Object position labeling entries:

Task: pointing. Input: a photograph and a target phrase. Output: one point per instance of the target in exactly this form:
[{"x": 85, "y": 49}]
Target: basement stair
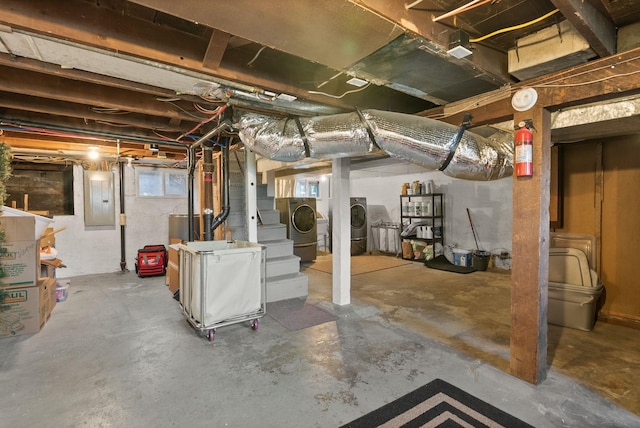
[{"x": 284, "y": 280}]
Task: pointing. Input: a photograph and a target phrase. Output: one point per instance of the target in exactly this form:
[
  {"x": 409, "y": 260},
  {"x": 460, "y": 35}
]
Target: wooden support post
[
  {"x": 530, "y": 267},
  {"x": 251, "y": 198}
]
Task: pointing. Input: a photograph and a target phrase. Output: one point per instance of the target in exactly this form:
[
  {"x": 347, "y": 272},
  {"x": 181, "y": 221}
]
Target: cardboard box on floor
[
  {"x": 173, "y": 267},
  {"x": 21, "y": 262},
  {"x": 26, "y": 309}
]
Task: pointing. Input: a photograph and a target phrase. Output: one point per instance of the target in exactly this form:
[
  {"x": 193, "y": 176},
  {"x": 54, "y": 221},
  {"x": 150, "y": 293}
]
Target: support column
[
  {"x": 251, "y": 196},
  {"x": 341, "y": 231},
  {"x": 530, "y": 266},
  {"x": 269, "y": 178}
]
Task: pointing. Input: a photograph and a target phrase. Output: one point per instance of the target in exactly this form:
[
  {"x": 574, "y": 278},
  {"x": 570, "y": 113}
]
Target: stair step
[
  {"x": 266, "y": 203},
  {"x": 236, "y": 191},
  {"x": 286, "y": 287},
  {"x": 278, "y": 248},
  {"x": 280, "y": 266},
  {"x": 272, "y": 232},
  {"x": 236, "y": 219},
  {"x": 270, "y": 216},
  {"x": 261, "y": 191}
]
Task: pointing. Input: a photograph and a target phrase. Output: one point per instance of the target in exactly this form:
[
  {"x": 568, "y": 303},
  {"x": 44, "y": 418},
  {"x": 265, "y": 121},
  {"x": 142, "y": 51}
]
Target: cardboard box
[
  {"x": 174, "y": 254},
  {"x": 25, "y": 310},
  {"x": 21, "y": 262},
  {"x": 48, "y": 238},
  {"x": 173, "y": 277}
]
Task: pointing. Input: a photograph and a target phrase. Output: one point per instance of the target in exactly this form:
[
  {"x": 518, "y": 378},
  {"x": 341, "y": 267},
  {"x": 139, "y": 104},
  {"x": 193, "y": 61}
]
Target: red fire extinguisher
[{"x": 524, "y": 151}]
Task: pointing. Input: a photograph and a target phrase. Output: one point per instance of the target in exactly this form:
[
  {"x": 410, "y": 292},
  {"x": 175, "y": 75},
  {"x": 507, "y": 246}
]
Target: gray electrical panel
[{"x": 99, "y": 206}]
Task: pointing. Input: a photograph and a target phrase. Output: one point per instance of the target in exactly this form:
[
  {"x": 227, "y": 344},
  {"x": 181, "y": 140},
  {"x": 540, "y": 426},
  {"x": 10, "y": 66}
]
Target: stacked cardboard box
[
  {"x": 29, "y": 300},
  {"x": 173, "y": 267}
]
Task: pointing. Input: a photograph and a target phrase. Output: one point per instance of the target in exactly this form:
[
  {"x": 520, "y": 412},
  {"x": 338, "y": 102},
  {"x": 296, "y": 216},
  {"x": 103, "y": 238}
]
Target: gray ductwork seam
[
  {"x": 304, "y": 137},
  {"x": 424, "y": 141},
  {"x": 456, "y": 141}
]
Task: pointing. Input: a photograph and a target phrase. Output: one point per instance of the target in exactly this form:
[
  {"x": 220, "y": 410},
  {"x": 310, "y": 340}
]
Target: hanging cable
[
  {"x": 340, "y": 96},
  {"x": 515, "y": 27},
  {"x": 219, "y": 111},
  {"x": 256, "y": 56},
  {"x": 415, "y": 3},
  {"x": 471, "y": 5}
]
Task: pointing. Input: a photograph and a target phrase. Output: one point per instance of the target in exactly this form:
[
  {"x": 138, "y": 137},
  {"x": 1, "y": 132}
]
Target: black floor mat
[{"x": 441, "y": 263}]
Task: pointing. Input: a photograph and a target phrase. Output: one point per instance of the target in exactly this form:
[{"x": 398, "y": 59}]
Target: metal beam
[
  {"x": 600, "y": 80},
  {"x": 596, "y": 28},
  {"x": 215, "y": 51},
  {"x": 336, "y": 33},
  {"x": 28, "y": 103},
  {"x": 106, "y": 29},
  {"x": 53, "y": 87}
]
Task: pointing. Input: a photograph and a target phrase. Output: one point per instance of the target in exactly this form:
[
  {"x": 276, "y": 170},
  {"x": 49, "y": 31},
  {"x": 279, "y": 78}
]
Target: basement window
[
  {"x": 45, "y": 189},
  {"x": 157, "y": 183},
  {"x": 307, "y": 189}
]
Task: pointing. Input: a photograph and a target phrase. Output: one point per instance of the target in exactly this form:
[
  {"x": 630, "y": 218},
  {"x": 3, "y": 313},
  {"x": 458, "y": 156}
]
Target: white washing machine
[
  {"x": 299, "y": 215},
  {"x": 359, "y": 230}
]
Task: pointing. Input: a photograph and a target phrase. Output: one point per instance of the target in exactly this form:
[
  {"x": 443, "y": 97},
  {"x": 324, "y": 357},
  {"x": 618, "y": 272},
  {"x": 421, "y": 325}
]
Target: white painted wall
[
  {"x": 91, "y": 250},
  {"x": 489, "y": 202}
]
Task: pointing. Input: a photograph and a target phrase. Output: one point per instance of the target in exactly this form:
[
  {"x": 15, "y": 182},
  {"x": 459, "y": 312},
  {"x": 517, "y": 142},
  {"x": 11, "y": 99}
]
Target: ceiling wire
[
  {"x": 515, "y": 27},
  {"x": 471, "y": 5},
  {"x": 340, "y": 96},
  {"x": 256, "y": 56},
  {"x": 410, "y": 5}
]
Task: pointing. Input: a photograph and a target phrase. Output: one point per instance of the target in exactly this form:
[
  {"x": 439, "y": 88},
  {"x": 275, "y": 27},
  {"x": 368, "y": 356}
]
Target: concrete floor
[{"x": 120, "y": 353}]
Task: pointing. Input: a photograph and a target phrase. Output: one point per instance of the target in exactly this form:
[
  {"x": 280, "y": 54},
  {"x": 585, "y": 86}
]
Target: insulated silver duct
[{"x": 427, "y": 142}]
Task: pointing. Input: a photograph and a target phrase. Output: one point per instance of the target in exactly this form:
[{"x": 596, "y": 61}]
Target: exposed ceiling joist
[
  {"x": 595, "y": 27},
  {"x": 612, "y": 77},
  {"x": 215, "y": 51}
]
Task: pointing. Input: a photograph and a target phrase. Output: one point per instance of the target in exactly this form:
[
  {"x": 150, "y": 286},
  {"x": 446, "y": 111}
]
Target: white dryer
[{"x": 299, "y": 215}]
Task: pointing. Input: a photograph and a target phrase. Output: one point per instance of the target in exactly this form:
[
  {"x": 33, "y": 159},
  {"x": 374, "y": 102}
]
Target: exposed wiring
[
  {"x": 117, "y": 125},
  {"x": 218, "y": 113},
  {"x": 256, "y": 56},
  {"x": 410, "y": 5},
  {"x": 203, "y": 109},
  {"x": 164, "y": 137},
  {"x": 471, "y": 5},
  {"x": 108, "y": 110},
  {"x": 515, "y": 27},
  {"x": 591, "y": 82},
  {"x": 329, "y": 80},
  {"x": 168, "y": 99},
  {"x": 340, "y": 96},
  {"x": 184, "y": 110}
]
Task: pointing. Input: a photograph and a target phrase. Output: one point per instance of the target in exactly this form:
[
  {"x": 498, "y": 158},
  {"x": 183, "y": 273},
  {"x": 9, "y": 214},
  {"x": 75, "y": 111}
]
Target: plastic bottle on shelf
[{"x": 428, "y": 234}]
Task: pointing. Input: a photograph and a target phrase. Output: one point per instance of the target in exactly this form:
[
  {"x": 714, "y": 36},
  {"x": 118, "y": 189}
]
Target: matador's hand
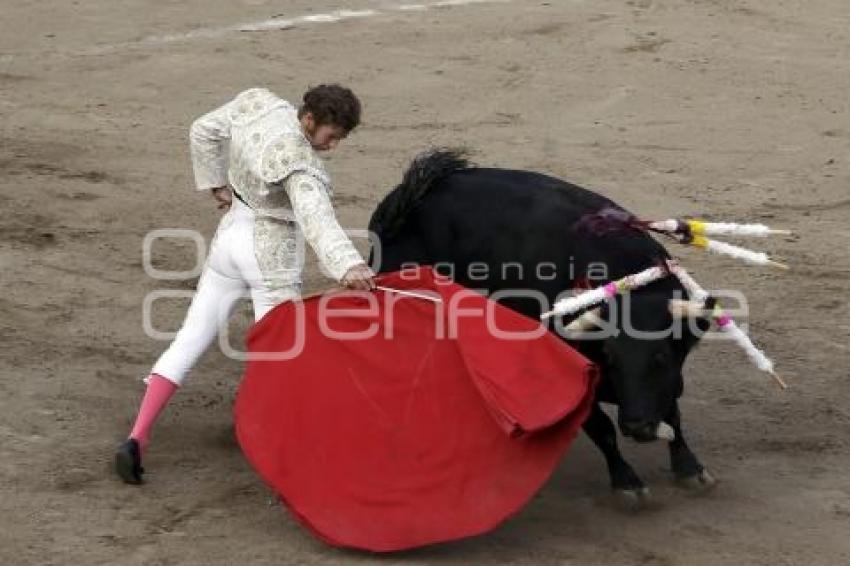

▶ **What the task asks**:
Count the lines of the material that contain the string "white", treating uppercase and lowercase as different, and give only the number.

▶ **Answer below**:
3